■ DOCUMENT SEGMENT:

Professionals pursuing a career in data science may be interested to learn that the need for qualified, experienced analysts is higher than ever. According to a 2021 Burtch Works survey reported by Forbes, 73% of analytics and data scientist teams planned to hire in the first half of 2021, while 81% planned to hire in the second half of the year. The reason for this projected growth is simple: Our economy is gathering larger and larger volumes of structured and unstructured data.

This includes information on everything from customers’ buying trends to when manufacturing equipment is likely to experience failure. When this type of data is analyzed and utilized properly, not only can it help drive corporate decision-making, it also can help put a business at the forefront of its industry.

Businesses that know how to harness the power of this data have found they can use this information to their advantage: to develop smarter marketing campaigns, upsell similar products to consumers, and determine more accurate preventive maintenance schedules for large-scale equipment.

Specifically, savvy businesses are turning to business intelligence and business analytics professionals to help them develop these forward-thinking strategies. Those considering earning an advanced degree, such as a Master of Business Analytics, should be aware of the differences that exist between business intelligence and business analytics, two intriguing and increasingly essential roles in data science.

Business Intelligence vs. Analytics

When it comes to business intelligence vs. analytics, the differences are subtle but significant.

Business intelligence roles concentrate on analyzing data to find and identify patterns and trends in elements associated with a business, such as consumer behavior or reactions to specific cultural or social events. This can help businesses devise strategies that align with attitudes in the current market.

Professionals working in business analytics also mine data to identify patterns. However, they extrapolate the data in an effort to find out why the trends and patterns occurred. This deeper context can lay the groundwork for tools like predictive analytics to project future trends and patterns. This could enable a business to anticipate shifts in consumer spending, which can then allow it to evolve its business practices to stay in step with customers’ changing behaviors instead of merely reacting to them.

Both types of data analysis, when used in tandem, can enable an organization to build cohesive business strategies that target customers and clients in the present as they prepare for the future. This can keep the business relevant in its industry regardless of which direction the industry or its potential customers head.

■ MATERIAL PROVIDED:

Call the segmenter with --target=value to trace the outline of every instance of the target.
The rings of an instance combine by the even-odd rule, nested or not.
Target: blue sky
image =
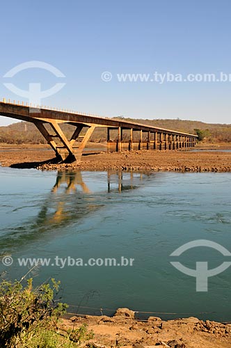
[[[69,0],[1,4],[0,98],[24,100],[3,85],[28,90],[65,82],[44,105],[89,113],[231,123],[230,82],[120,82],[117,74],[231,74],[231,3],[221,0]],[[40,61],[40,69],[5,74]],[[104,82],[103,72],[112,79]],[[61,80],[61,81],[60,81]],[[0,118],[0,125],[12,120]]]

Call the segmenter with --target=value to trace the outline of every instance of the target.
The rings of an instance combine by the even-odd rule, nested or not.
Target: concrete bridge
[[[197,136],[181,132],[165,129],[151,125],[125,120],[122,118],[103,118],[79,113],[70,110],[40,106],[15,100],[0,99],[0,116],[34,123],[47,143],[63,161],[80,161],[83,148],[97,127],[107,128],[108,148],[115,145],[116,151],[134,150],[177,150],[195,146]],[[73,126],[73,134],[67,138],[61,127],[63,123]],[[50,127],[47,127],[49,125]],[[87,129],[82,135],[82,129]],[[116,143],[110,138],[110,132],[116,130]],[[129,140],[123,141],[124,131],[129,132]],[[138,141],[134,134],[138,132]],[[145,136],[145,140],[144,137]],[[137,135],[137,134],[136,134]],[[60,144],[57,143],[59,139]],[[79,140],[81,141],[79,142]]]

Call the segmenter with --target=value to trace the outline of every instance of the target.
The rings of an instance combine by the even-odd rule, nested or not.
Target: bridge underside
[[[120,152],[125,149],[186,149],[195,146],[197,139],[193,134],[133,123],[122,119],[104,118],[68,111],[31,108],[24,104],[6,102],[0,102],[0,115],[34,123],[54,150],[56,156],[62,161],[70,162],[81,160],[83,150],[96,127],[107,127],[108,149],[111,151]],[[72,125],[74,127],[70,139],[67,139],[61,127],[63,123]],[[87,130],[83,135],[83,128]],[[117,132],[116,141],[110,137],[111,131],[115,129]],[[123,139],[125,131],[126,139]]]

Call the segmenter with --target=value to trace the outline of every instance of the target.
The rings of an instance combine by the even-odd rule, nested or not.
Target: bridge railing
[[[73,115],[80,115],[80,116],[89,116],[89,117],[95,117],[97,118],[101,118],[104,120],[111,120],[113,121],[117,121],[117,122],[122,122],[123,123],[127,123],[127,124],[132,124],[134,126],[138,125],[141,127],[150,127],[150,128],[154,128],[157,129],[157,130],[159,131],[163,131],[163,132],[168,132],[168,133],[173,133],[173,134],[182,134],[182,135],[186,135],[186,136],[195,136],[198,137],[197,135],[195,134],[189,134],[188,133],[183,133],[181,132],[177,132],[177,131],[174,131],[171,129],[166,129],[164,128],[159,128],[159,127],[155,127],[154,126],[150,125],[147,125],[145,123],[139,123],[139,122],[134,122],[131,121],[128,121],[127,120],[124,120],[123,118],[118,118],[118,117],[106,117],[106,116],[101,116],[99,115],[94,115],[94,114],[90,114],[90,113],[86,113],[83,112],[78,112],[78,111],[74,111],[74,110],[70,110],[70,109],[59,109],[59,108],[54,108],[54,107],[51,107],[51,106],[44,106],[44,105],[35,105],[35,104],[32,103],[29,103],[29,102],[20,102],[19,100],[12,100],[10,99],[6,99],[6,98],[0,98],[0,102],[6,103],[6,104],[10,104],[12,105],[19,105],[21,106],[27,106],[29,108],[33,108],[33,109],[42,109],[45,110],[51,110],[52,111],[59,111],[59,112],[63,112],[63,113],[72,113]]]

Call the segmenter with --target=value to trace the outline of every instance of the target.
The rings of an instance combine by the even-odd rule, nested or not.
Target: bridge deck
[[[63,159],[65,159],[67,157],[69,159],[80,159],[83,149],[96,127],[107,127],[109,147],[111,145],[110,129],[118,129],[117,151],[120,151],[122,149],[123,129],[130,129],[130,141],[128,143],[129,150],[133,149],[133,132],[134,131],[140,131],[138,145],[140,149],[143,148],[142,132],[148,134],[146,148],[150,149],[151,143],[153,143],[154,150],[175,150],[192,147],[195,145],[197,138],[195,134],[130,122],[121,118],[109,118],[70,110],[35,106],[24,102],[6,100],[4,98],[0,100],[0,115],[34,123],[55,151],[56,156],[61,156]],[[60,124],[62,123],[67,123],[75,127],[70,140],[67,139],[60,127]],[[47,124],[51,127],[55,133],[54,135],[51,134],[47,130],[46,127]],[[87,127],[88,129],[83,137],[80,136],[80,133],[83,127]],[[152,134],[154,134],[152,141]],[[60,139],[63,146],[58,145],[54,140],[56,137]],[[81,142],[78,149],[75,149],[74,144],[77,139],[79,140],[80,137]]]

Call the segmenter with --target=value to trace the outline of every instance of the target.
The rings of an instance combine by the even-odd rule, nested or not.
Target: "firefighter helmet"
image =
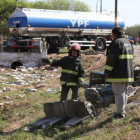
[[[73,43],[70,47],[70,51],[72,50],[77,50],[77,51],[80,51],[81,50],[81,47],[78,43]]]

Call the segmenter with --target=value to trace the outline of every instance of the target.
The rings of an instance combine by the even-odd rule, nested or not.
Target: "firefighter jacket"
[[[123,36],[114,39],[107,49],[106,82],[133,82],[133,47]]]
[[[62,68],[61,84],[78,86],[80,82],[83,82],[84,69],[79,58],[65,56],[60,60],[50,60],[50,65]]]

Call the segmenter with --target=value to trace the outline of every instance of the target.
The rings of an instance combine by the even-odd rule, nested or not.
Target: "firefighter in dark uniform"
[[[78,89],[83,84],[84,69],[78,58],[80,56],[80,45],[73,43],[69,50],[69,55],[60,60],[42,59],[54,67],[61,67],[60,82],[62,85],[61,99],[65,101],[69,90],[72,90],[72,99],[78,98]]]
[[[105,65],[106,82],[112,83],[117,107],[114,118],[124,118],[127,104],[129,83],[134,81],[133,74],[133,47],[124,37],[121,27],[112,30],[113,41],[107,49]]]

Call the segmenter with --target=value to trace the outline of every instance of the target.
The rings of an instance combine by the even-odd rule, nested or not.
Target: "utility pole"
[[[117,26],[118,0],[115,0],[115,26]]]
[[[102,13],[102,0],[100,1],[100,13]]]

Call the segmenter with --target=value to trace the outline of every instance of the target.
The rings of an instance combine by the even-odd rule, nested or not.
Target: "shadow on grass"
[[[102,128],[104,125],[106,125],[107,123],[110,123],[110,122],[112,122],[112,118],[111,117],[108,118],[108,119],[106,119],[105,121],[102,121],[100,123],[95,124],[95,126],[93,126],[93,127],[86,126],[86,127],[82,128],[82,125],[81,125],[81,128],[79,128],[79,127],[76,128],[75,127],[75,130],[74,131],[73,130],[72,131],[71,130],[69,131],[68,130],[69,128],[68,129],[65,129],[64,131],[61,131],[60,132],[62,134],[59,134],[59,132],[56,129],[56,128],[59,129],[59,126],[61,124],[54,125],[53,127],[52,126],[51,127],[48,127],[47,129],[42,130],[42,132],[40,132],[38,130],[32,130],[32,131],[29,131],[27,133],[33,133],[34,135],[38,135],[40,133],[40,135],[42,135],[42,137],[46,136],[46,137],[50,137],[50,138],[53,138],[54,135],[57,135],[57,136],[55,136],[55,138],[53,138],[54,140],[60,140],[60,139],[61,140],[66,140],[66,139],[68,140],[68,139],[80,137],[84,133],[88,133],[90,131],[93,131],[93,130]],[[16,133],[16,132],[18,132],[18,133],[21,132],[22,133],[24,131],[24,128],[25,128],[25,126],[22,126],[21,128],[16,129],[14,131],[10,131],[10,132],[2,132],[2,131],[0,131],[0,135],[1,136],[5,136],[5,135],[10,135],[10,134]]]

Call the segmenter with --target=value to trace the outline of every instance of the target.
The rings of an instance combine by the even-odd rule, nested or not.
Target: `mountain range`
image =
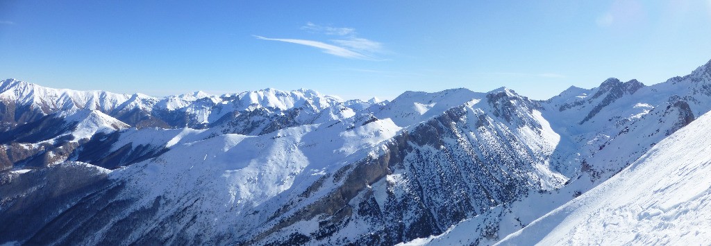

■ TASKS TO CARRY OUT:
• A. List the uses that, according to the passage on business intelligence vs. analytics, businesses that harness data have found for that information.
• B. From the passage on business intelligence vs. analytics, extract the text from "This includes information" to "for large-scale equipment.", copying it word for word.

■ EXERCISE RESPONSES:
• A.
- Developing smarter marketing campaigns
- Upselling similar products to consumers
- Determining more accurate preventive maintenance schedules for large-scale equipment

• B.
This includes information on everything from customers’ buying trends to when manufacturing equipment is likely to experience failure. When this type of data is analyzed and utilized properly, not only can it help drive corporate decision-making, it also can help put a business at the forefront of its industry.

Businesses that know how to harness the power of this data have found they can use this information to their advantage: to develop smarter marketing campaigns, upsell similar products to consumers, and determine more accurate preventive maintenance schedules for large-scale equipment.